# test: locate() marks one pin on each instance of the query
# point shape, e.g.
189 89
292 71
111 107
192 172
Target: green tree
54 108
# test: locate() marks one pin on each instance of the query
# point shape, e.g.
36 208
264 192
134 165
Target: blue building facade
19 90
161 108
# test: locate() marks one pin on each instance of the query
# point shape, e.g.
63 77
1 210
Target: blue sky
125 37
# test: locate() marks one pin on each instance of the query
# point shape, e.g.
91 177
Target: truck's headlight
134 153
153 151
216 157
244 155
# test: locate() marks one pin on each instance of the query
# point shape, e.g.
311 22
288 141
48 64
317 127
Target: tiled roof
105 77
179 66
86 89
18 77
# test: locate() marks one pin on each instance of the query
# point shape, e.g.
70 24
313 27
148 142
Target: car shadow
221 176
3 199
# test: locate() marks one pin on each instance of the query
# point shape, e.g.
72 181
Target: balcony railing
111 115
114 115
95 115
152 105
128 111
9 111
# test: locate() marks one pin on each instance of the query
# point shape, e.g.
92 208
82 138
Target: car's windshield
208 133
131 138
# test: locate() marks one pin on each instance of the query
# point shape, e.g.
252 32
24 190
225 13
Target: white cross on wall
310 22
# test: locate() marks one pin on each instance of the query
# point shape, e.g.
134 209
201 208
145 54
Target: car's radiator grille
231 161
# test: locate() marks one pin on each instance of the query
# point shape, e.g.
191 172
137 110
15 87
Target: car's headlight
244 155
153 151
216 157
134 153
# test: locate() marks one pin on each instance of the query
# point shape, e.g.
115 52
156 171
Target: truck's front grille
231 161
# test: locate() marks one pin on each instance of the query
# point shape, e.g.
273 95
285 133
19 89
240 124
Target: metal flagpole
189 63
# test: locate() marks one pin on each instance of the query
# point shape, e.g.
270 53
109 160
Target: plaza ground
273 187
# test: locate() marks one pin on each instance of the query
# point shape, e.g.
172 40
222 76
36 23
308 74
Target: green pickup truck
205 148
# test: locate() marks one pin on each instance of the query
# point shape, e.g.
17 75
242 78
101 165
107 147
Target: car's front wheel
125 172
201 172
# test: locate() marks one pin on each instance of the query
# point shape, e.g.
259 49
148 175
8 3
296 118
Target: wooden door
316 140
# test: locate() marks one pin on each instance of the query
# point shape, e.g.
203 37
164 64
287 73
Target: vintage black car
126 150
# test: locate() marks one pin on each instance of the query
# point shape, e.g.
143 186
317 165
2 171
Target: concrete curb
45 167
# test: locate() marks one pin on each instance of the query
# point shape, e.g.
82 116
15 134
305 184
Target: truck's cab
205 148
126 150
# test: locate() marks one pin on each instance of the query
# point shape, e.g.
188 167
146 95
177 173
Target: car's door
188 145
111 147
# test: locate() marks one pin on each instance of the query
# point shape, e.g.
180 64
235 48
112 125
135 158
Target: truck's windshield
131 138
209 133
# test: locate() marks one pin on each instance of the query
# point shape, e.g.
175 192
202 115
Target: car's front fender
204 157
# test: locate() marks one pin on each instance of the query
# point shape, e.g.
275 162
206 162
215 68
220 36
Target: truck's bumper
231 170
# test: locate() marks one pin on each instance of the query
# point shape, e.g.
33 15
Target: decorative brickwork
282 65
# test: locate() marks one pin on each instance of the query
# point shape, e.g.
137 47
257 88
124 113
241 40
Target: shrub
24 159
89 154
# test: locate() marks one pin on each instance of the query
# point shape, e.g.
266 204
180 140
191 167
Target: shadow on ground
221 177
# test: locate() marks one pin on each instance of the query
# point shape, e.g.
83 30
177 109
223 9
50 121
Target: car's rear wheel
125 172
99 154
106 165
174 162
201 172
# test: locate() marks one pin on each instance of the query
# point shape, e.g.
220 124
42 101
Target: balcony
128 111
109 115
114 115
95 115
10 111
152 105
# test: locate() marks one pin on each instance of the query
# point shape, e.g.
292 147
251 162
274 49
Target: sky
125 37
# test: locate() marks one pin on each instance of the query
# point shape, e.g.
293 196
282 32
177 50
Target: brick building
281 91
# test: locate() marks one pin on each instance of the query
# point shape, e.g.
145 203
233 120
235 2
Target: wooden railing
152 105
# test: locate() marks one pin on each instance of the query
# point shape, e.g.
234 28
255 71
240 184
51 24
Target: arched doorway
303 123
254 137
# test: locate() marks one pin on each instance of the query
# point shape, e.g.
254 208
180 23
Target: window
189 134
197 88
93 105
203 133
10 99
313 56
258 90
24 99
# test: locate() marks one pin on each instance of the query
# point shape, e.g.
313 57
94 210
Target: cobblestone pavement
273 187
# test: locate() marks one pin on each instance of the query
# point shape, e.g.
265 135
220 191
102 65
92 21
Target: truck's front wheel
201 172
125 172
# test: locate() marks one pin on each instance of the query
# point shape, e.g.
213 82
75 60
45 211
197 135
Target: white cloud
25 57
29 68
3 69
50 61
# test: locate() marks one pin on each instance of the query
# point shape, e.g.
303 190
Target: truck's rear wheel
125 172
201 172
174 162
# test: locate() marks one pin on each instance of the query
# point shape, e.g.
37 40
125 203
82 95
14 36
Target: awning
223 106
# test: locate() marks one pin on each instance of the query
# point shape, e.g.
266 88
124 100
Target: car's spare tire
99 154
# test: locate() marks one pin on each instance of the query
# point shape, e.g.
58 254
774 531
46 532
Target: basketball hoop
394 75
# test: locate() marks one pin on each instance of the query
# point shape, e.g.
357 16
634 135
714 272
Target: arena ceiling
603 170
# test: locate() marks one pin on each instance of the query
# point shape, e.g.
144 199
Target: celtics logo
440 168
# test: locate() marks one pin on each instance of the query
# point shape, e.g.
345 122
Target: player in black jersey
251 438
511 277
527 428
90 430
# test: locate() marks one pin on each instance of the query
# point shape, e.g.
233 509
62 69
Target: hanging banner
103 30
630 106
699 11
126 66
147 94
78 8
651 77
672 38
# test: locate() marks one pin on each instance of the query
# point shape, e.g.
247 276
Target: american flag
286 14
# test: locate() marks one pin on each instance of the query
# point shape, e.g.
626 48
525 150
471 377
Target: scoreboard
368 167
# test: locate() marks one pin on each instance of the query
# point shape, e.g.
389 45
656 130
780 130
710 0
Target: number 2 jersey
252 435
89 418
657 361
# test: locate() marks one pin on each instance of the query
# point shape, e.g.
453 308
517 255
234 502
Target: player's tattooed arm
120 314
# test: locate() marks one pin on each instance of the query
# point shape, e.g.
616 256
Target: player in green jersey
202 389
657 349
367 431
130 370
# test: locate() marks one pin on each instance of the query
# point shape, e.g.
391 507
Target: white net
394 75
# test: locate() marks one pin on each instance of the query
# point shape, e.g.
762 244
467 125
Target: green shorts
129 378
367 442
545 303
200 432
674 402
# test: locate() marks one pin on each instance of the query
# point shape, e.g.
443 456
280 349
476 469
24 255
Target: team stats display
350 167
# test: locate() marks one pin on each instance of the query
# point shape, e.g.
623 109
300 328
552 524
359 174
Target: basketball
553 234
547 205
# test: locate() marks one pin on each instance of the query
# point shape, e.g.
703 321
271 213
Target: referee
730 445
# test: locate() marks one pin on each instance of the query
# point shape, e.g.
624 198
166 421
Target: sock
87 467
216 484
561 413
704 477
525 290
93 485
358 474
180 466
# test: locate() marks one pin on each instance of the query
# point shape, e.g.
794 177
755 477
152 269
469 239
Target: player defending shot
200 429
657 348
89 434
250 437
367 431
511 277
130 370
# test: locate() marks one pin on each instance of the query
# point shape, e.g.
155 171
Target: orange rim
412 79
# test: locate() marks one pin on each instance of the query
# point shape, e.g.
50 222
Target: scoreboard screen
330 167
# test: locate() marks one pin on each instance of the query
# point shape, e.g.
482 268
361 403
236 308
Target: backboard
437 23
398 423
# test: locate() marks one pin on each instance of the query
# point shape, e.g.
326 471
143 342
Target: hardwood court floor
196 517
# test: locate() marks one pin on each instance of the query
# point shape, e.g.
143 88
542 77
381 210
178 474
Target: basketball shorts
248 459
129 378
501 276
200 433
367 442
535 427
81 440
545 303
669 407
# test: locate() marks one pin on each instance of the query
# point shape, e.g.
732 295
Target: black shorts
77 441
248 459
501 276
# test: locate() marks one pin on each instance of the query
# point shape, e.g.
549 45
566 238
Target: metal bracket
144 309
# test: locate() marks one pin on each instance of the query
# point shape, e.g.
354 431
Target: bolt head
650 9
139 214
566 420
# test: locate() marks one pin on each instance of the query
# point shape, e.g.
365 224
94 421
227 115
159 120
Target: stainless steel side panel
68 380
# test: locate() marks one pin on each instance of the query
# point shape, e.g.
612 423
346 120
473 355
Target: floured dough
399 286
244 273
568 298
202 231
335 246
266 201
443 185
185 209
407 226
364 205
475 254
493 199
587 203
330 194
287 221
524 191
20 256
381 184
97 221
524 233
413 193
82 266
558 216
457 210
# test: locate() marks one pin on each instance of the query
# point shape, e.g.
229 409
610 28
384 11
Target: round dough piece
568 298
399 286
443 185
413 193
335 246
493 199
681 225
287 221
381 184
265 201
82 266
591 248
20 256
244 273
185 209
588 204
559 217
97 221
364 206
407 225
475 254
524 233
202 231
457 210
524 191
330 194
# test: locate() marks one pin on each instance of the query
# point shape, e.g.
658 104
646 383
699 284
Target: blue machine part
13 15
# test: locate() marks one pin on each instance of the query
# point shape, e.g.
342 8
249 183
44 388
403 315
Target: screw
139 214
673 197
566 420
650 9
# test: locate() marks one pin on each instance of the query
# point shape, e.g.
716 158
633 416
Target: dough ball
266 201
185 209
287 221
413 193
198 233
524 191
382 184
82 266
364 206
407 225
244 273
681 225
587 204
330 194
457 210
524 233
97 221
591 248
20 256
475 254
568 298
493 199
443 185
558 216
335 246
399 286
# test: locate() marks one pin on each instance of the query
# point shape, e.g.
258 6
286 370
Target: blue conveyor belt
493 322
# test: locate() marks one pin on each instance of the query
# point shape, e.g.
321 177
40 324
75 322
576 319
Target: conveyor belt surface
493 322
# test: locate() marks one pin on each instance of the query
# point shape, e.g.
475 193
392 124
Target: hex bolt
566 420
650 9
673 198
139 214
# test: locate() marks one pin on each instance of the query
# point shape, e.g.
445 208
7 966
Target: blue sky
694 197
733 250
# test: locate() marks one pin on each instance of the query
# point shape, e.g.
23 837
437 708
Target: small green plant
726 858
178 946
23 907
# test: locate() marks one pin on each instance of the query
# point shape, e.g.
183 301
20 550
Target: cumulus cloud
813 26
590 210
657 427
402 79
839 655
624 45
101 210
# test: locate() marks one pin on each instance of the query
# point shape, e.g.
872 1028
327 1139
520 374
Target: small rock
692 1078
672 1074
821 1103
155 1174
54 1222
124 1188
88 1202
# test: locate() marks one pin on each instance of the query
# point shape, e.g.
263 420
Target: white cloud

## [Requirements]
Return every line of the records that contains the word "belt", matching case exactly.

## [Exercise output]
Target: blue conveyor belt
Target: conveyor belt surface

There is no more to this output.